↓

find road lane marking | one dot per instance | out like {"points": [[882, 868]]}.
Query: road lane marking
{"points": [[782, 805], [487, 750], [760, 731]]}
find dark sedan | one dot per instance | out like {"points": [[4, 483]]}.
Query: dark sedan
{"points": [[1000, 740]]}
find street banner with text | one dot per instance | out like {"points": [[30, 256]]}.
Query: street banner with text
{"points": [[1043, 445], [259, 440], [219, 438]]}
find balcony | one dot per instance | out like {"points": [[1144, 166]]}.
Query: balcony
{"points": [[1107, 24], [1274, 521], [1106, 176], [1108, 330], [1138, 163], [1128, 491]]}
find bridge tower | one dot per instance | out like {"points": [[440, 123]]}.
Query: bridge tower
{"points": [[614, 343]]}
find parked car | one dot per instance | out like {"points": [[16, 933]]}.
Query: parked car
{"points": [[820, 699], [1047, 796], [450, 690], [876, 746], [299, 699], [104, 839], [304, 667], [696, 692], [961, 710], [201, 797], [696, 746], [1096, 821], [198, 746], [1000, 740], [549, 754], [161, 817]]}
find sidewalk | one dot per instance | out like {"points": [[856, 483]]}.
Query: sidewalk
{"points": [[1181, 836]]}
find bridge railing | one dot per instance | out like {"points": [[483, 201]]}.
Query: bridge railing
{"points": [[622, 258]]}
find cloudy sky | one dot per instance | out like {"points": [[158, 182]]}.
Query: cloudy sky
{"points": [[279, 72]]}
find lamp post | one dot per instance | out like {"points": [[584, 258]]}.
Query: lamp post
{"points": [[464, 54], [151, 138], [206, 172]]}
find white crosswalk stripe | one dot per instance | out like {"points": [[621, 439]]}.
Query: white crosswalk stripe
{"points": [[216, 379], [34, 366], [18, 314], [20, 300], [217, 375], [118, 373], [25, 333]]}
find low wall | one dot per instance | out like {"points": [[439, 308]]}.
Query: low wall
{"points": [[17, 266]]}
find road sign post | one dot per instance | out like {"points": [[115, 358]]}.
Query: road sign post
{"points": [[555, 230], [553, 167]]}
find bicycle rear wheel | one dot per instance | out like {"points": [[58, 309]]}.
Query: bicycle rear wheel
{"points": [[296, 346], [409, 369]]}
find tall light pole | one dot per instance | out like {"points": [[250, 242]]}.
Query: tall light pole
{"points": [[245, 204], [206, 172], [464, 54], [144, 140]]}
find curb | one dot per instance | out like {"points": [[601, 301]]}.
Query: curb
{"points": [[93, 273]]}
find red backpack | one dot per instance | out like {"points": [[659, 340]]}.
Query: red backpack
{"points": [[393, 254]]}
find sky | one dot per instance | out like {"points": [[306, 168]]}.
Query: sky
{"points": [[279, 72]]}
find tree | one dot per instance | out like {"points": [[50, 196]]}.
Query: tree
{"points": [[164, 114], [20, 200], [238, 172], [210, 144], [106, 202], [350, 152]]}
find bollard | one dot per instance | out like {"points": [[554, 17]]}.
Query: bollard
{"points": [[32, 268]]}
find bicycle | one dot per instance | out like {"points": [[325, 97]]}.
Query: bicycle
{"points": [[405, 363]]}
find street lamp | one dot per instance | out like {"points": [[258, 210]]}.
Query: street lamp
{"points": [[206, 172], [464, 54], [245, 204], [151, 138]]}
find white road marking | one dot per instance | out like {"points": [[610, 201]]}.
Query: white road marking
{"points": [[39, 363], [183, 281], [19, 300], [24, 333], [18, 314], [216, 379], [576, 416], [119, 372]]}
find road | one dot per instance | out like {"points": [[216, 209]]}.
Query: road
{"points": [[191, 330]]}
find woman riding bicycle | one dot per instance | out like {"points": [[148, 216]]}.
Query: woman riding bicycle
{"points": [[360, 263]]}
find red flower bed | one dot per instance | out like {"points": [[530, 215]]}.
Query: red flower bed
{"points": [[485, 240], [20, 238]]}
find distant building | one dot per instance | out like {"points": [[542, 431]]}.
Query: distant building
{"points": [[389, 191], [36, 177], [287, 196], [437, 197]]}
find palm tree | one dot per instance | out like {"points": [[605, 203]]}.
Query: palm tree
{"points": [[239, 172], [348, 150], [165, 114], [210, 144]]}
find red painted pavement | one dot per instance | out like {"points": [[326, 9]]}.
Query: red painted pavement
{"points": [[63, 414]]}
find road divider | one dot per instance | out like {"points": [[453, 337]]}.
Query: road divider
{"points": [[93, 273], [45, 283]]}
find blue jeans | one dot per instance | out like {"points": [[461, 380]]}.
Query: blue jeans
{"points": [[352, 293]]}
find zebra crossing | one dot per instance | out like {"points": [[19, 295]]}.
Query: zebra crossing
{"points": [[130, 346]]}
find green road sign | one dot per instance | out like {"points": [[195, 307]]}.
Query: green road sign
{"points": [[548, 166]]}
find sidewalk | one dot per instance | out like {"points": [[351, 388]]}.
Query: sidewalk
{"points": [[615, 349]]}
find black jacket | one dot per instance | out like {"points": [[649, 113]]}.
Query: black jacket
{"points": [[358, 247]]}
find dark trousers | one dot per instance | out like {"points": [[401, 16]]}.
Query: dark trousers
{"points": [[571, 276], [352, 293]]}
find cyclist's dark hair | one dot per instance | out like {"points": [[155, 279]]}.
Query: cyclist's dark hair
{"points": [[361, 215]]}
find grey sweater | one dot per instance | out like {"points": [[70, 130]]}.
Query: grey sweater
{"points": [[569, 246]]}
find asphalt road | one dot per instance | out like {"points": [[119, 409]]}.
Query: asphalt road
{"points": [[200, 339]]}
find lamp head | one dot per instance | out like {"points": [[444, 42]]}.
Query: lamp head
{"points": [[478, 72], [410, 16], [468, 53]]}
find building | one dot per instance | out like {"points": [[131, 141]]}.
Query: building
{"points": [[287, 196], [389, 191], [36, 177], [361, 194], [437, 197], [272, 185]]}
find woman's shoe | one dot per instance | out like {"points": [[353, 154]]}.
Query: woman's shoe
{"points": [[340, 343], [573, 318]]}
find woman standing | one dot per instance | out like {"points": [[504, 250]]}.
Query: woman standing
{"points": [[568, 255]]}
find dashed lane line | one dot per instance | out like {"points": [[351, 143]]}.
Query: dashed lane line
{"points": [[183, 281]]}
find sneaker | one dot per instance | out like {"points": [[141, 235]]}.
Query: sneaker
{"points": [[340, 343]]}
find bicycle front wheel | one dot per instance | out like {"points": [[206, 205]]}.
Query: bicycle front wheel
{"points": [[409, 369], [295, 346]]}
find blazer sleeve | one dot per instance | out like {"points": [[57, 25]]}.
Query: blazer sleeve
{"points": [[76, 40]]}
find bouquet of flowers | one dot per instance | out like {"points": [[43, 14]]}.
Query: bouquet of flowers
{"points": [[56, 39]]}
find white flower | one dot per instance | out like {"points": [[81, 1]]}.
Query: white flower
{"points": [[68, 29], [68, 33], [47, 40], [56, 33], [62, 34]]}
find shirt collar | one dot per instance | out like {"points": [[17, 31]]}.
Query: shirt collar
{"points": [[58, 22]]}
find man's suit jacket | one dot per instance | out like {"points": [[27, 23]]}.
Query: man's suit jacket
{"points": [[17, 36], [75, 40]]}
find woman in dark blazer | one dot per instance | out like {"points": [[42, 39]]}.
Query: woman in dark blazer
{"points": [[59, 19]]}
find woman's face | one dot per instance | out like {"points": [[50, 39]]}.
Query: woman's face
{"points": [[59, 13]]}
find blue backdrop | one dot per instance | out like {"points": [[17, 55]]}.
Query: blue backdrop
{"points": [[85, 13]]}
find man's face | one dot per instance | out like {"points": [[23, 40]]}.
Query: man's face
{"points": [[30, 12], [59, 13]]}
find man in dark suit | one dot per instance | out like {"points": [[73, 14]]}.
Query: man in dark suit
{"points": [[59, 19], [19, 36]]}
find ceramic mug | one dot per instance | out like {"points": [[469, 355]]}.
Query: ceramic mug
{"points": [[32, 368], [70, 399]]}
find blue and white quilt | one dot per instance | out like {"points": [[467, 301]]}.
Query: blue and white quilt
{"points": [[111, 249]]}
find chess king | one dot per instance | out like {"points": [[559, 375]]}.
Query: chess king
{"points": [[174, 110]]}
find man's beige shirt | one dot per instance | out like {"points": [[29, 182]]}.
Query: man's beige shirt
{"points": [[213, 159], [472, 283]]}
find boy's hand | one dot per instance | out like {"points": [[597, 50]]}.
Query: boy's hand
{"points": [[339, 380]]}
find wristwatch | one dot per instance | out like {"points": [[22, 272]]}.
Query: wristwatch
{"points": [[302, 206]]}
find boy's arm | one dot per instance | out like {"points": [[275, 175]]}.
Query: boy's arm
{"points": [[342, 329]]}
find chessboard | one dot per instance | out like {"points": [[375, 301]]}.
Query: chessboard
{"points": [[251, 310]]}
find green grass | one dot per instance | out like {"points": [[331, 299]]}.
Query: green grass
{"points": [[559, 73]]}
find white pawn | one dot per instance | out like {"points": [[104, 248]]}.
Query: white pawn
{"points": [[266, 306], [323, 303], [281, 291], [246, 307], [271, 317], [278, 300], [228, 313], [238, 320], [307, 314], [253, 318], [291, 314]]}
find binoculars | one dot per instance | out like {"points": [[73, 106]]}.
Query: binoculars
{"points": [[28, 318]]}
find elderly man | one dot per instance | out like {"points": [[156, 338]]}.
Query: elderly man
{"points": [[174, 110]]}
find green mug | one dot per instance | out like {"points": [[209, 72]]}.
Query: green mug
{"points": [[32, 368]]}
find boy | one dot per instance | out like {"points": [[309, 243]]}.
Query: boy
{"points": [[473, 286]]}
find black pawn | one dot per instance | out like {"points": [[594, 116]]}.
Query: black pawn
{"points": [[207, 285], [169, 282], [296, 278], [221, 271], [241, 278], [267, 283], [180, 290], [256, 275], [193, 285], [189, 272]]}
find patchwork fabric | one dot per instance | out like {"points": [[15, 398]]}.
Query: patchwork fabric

↑

▸ **Goal**:
From the "find binoculars |" line to the close of the listing, restate each line word for word.

▸ **Task response**:
find binoculars | one dot per instance | out like {"points": [[73, 106]]}.
Query: binoculars
{"points": [[28, 318]]}
find elderly man | one dot per instance | out like {"points": [[156, 338]]}.
Query: elderly man
{"points": [[174, 110]]}
find green mug | one dot per instance | out like {"points": [[209, 72]]}.
Query: green mug
{"points": [[32, 368]]}
find boy | one dot per instance | out like {"points": [[309, 243]]}.
Query: boy
{"points": [[473, 286]]}
find black pawn | one dot per instance | out like {"points": [[594, 116]]}.
Query: black pawn
{"points": [[207, 285], [169, 282], [296, 278], [221, 271], [241, 278], [267, 283], [180, 290], [256, 275], [193, 285], [189, 272]]}
find patchwork fabric | one dot per instance | out like {"points": [[15, 398]]}.
Query: patchwork fabric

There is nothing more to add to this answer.